◆ **Records supplied**:

[Start of Attachment]

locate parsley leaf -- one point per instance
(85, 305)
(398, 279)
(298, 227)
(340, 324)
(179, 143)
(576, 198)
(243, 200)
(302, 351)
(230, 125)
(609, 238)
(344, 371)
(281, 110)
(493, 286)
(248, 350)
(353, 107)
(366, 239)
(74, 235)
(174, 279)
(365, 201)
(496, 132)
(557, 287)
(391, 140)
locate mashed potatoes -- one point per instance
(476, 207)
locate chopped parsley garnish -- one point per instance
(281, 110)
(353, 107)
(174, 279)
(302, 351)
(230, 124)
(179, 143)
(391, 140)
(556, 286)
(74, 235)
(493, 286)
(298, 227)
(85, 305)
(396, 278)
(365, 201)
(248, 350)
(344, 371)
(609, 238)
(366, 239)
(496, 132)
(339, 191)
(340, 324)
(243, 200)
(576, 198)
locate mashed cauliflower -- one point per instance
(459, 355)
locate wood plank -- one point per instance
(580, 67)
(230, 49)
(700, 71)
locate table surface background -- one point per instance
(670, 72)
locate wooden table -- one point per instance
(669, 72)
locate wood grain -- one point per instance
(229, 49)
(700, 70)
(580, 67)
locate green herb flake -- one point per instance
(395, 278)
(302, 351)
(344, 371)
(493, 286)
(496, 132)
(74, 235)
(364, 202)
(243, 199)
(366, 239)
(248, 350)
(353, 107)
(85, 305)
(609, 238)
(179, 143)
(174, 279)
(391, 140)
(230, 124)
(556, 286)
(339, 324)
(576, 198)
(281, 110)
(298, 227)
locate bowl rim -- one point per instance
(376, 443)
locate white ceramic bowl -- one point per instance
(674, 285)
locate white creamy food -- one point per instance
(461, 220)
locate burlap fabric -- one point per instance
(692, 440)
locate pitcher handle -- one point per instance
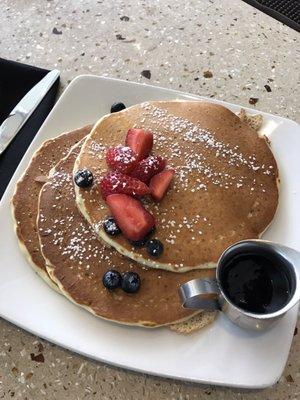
(200, 294)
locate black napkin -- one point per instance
(16, 80)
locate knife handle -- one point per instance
(9, 129)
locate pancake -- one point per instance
(224, 189)
(25, 198)
(76, 261)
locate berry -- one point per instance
(131, 282)
(154, 247)
(110, 227)
(148, 167)
(116, 107)
(159, 184)
(142, 242)
(116, 183)
(112, 279)
(83, 178)
(140, 141)
(133, 219)
(121, 159)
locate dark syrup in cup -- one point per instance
(256, 283)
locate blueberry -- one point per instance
(111, 228)
(112, 279)
(83, 178)
(131, 282)
(116, 107)
(154, 247)
(141, 243)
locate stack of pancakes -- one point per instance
(224, 190)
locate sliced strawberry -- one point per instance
(115, 182)
(140, 142)
(159, 184)
(148, 167)
(130, 215)
(121, 158)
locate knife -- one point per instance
(20, 114)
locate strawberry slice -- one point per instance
(130, 215)
(121, 158)
(159, 184)
(140, 142)
(115, 182)
(148, 167)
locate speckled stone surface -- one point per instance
(220, 49)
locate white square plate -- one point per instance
(221, 353)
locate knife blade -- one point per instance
(23, 110)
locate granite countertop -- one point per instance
(221, 49)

[End of Attachment]

◆ **Work to be completed**:
Please copy the data above exactly; the pictures do not belong in the copy.

◆ **Solution**:
locate parsley leaf -- one point per instance
(85, 305)
(398, 279)
(298, 227)
(340, 324)
(179, 143)
(576, 198)
(243, 200)
(302, 351)
(230, 125)
(609, 238)
(344, 371)
(281, 110)
(493, 286)
(248, 350)
(353, 107)
(366, 239)
(74, 235)
(174, 279)
(365, 201)
(496, 132)
(557, 287)
(391, 140)
locate mashed potatoes -- one point per instance
(476, 207)
locate chopped parsley garnish -- one point per instance
(281, 110)
(353, 107)
(174, 279)
(302, 351)
(230, 124)
(179, 143)
(391, 140)
(556, 286)
(74, 235)
(493, 286)
(298, 227)
(85, 305)
(396, 278)
(365, 201)
(248, 350)
(344, 371)
(609, 238)
(366, 239)
(496, 132)
(339, 191)
(340, 324)
(243, 200)
(576, 198)
locate mashed cauliflower -- one point per instance
(459, 355)
locate wood plank -- one point per instance
(580, 67)
(230, 49)
(700, 71)
locate table surface background -- one point per instance
(670, 72)
locate wooden table -- one point per instance
(669, 72)
locate wood grain -- one point per instance
(229, 49)
(700, 70)
(580, 67)
locate green herb flake -- one point per instance
(395, 278)
(302, 351)
(344, 371)
(493, 286)
(496, 132)
(74, 235)
(364, 202)
(243, 199)
(366, 239)
(248, 350)
(353, 107)
(85, 305)
(609, 238)
(179, 143)
(174, 279)
(391, 140)
(230, 124)
(556, 286)
(339, 324)
(576, 198)
(281, 110)
(298, 227)
locate bowl rim -- one point per instance
(376, 443)
locate white ceramic bowl -- one point per instance
(674, 285)
locate white creamy food -- one point per instance
(461, 220)
locate burlap fabric -- one point per instance
(692, 440)
locate pitcher handle -- one point per instance
(200, 294)
locate black napkin -- one point per instance
(16, 80)
locate knife handle -- one point per instance
(9, 129)
locate pancake -- one point per instance
(224, 189)
(25, 198)
(76, 261)
locate berry -- one point per instance
(131, 282)
(154, 247)
(110, 227)
(148, 167)
(116, 107)
(159, 184)
(142, 242)
(116, 183)
(112, 279)
(83, 178)
(140, 141)
(133, 219)
(121, 159)
locate dark syrup in cup -- one point per instance
(256, 283)
locate blueberry -- one point per instance
(111, 228)
(112, 279)
(83, 178)
(131, 282)
(116, 107)
(154, 247)
(141, 243)
locate stack of pancakes -- one point per instance
(224, 190)
locate sliced strawberry -- one point per instance
(115, 182)
(140, 142)
(159, 184)
(148, 167)
(130, 215)
(121, 158)
locate knife -- one point per instance
(20, 114)
locate strawberry slice -- one point per instance
(130, 215)
(121, 158)
(159, 184)
(140, 142)
(115, 182)
(148, 167)
locate speckled stone surface -- one point per instance
(220, 49)
locate white square plate -- one point per instance
(221, 353)
locate knife blade -- one point per instance
(23, 110)
locate granite countertop -- one point per instance
(221, 49)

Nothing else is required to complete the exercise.